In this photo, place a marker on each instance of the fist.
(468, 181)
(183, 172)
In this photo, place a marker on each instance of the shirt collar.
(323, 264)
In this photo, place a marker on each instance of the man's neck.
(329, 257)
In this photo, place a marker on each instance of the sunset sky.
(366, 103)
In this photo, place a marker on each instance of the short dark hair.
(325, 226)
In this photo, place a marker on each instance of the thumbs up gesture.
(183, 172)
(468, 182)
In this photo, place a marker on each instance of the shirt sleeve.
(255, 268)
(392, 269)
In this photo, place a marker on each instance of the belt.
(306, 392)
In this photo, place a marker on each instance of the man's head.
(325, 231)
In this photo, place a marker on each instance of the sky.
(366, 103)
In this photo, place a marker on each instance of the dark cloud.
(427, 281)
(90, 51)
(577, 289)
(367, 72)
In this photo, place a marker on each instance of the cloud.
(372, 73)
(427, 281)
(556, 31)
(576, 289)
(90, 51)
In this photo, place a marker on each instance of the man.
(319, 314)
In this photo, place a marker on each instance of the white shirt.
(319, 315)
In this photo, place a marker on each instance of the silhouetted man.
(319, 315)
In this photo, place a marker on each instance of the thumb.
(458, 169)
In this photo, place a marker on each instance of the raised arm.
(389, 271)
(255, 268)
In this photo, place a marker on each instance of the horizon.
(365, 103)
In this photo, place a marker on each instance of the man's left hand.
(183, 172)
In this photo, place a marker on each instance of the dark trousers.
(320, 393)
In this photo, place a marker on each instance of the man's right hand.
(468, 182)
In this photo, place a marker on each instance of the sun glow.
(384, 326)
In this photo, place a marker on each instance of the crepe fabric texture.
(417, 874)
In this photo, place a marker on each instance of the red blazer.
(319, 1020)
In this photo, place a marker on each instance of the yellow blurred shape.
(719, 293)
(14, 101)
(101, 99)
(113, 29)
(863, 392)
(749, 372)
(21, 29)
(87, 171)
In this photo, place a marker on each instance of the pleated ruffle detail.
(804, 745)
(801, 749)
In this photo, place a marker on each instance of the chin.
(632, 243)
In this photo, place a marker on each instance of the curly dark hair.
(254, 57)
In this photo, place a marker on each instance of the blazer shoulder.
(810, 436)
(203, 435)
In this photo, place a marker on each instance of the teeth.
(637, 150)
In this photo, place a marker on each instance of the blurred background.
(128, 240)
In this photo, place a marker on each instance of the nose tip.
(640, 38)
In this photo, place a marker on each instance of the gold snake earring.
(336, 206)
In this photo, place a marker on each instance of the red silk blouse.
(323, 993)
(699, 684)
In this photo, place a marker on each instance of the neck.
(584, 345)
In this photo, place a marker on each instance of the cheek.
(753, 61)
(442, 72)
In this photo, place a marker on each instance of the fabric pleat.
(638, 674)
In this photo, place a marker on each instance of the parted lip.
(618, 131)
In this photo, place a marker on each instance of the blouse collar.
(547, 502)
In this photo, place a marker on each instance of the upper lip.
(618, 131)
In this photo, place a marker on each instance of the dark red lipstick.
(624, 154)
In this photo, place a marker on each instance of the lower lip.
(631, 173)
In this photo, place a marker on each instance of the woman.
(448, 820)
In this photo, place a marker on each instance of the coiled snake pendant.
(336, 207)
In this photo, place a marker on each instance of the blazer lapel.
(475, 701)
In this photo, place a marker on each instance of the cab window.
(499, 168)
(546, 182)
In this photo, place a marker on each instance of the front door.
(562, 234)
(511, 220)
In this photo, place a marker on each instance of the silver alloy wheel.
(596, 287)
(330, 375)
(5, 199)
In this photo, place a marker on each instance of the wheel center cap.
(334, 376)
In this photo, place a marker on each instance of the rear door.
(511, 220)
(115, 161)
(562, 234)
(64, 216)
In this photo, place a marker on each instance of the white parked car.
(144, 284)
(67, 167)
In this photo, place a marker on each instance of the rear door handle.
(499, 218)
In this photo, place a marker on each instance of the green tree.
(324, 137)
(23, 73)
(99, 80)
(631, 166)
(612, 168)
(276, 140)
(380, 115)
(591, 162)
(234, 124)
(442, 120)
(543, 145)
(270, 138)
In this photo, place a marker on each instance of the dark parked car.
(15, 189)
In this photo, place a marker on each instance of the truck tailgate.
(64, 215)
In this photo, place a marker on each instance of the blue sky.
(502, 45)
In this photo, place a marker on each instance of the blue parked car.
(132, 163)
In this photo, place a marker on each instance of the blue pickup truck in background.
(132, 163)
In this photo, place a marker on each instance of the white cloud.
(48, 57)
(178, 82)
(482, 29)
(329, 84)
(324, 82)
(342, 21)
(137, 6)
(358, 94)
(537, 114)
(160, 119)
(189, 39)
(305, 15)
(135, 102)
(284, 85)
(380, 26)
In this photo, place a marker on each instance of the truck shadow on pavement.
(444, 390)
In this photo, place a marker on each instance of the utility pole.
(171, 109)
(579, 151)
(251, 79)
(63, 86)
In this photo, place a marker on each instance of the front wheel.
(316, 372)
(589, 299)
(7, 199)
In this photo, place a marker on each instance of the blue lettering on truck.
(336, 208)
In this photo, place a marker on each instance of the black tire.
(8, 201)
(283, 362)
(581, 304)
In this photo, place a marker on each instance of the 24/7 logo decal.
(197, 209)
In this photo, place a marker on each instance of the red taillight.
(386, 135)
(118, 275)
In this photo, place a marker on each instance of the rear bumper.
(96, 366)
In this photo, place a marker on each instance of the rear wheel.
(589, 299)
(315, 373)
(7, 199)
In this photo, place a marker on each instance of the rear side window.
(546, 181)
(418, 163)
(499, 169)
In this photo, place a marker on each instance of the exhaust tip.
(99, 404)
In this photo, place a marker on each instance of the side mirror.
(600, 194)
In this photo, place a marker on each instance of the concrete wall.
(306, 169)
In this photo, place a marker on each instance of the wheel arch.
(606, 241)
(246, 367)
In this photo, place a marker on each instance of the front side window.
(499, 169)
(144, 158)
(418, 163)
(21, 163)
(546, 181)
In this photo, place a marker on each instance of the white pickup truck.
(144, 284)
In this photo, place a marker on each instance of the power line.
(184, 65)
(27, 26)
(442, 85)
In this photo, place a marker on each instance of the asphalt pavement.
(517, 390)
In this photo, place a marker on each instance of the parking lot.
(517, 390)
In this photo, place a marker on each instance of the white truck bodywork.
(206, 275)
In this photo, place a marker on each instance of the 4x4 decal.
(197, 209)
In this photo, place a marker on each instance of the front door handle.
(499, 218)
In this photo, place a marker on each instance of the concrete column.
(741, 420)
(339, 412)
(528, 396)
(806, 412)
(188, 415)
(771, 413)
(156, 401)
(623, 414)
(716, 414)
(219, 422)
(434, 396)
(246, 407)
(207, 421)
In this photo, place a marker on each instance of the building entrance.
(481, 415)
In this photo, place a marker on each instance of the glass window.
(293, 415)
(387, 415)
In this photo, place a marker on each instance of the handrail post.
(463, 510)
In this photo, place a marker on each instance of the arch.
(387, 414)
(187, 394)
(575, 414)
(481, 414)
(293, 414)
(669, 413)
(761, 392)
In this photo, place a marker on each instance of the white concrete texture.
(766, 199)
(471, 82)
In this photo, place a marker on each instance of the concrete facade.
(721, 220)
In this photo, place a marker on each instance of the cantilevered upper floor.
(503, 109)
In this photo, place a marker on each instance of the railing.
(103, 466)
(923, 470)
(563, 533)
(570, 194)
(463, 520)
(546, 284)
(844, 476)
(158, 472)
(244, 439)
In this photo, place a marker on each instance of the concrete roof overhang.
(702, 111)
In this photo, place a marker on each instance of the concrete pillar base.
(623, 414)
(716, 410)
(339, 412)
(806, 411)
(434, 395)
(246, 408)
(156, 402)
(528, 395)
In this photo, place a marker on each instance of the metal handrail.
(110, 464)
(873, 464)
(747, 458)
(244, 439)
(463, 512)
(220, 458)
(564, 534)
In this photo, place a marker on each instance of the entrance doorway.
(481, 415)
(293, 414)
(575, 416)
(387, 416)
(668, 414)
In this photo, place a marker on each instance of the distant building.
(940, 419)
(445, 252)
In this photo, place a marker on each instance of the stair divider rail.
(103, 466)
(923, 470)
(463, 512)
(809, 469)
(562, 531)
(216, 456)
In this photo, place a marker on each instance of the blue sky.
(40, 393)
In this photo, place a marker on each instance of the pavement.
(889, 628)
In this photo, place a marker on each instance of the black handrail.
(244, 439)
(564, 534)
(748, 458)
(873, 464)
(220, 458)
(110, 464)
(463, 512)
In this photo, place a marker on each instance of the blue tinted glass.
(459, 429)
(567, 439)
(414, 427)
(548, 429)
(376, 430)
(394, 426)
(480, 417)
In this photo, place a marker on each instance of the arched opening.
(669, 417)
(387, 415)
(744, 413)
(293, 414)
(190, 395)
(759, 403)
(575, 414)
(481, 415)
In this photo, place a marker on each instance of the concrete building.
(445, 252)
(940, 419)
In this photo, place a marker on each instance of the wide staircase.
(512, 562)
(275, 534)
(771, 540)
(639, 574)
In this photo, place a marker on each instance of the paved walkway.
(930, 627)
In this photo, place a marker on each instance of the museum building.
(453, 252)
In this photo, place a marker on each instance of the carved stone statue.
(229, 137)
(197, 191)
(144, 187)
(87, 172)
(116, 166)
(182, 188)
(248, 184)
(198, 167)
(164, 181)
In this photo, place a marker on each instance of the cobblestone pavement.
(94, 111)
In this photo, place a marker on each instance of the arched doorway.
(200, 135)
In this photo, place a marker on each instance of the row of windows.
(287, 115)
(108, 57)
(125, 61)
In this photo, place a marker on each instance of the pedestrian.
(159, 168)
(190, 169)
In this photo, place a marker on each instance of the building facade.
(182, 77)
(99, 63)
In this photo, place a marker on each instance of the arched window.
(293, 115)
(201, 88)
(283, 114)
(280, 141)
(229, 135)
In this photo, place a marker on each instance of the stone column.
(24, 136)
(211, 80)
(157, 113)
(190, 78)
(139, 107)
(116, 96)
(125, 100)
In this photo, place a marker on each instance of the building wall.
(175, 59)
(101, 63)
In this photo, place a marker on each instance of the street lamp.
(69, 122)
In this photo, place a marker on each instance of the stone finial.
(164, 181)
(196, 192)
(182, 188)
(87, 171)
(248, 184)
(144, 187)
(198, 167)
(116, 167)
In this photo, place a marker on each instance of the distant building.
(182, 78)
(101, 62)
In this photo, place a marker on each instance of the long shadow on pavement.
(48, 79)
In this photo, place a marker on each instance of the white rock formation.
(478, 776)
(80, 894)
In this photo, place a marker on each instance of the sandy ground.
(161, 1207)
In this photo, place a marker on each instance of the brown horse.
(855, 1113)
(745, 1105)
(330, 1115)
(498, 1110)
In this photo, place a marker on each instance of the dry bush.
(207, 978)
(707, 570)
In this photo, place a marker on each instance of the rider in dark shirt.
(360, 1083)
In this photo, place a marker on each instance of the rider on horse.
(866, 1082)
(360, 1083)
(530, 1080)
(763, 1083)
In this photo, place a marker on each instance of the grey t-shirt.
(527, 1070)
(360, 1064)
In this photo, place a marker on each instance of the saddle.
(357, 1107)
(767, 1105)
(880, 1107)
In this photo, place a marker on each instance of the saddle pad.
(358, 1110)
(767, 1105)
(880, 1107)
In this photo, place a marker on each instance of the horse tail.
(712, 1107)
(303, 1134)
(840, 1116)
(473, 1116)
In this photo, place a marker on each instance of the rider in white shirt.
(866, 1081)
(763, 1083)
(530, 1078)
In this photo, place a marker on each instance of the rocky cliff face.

------------------------------------------------------------------------

Written request: Repeat exactly, and only, the lines from the one containing "the grey t-shirt." through the end of the material.

Right answer:
In this photo, place a marker on each instance of the grey t-shirt.
(527, 1070)
(360, 1064)
In this photo, place a marker on each instance of the saddle.
(357, 1107)
(767, 1105)
(880, 1107)
In this photo, place a marker on each instance of the saddle pad.
(358, 1110)
(767, 1105)
(880, 1107)
In this photo, place a marker on each instance of the horse tail.
(712, 1107)
(303, 1134)
(840, 1116)
(473, 1116)
In this photo, place a marker on each instance of the rider in white shirt.
(866, 1081)
(763, 1083)
(530, 1078)
In this photo, place a marker on each instance of the rocky cliff face.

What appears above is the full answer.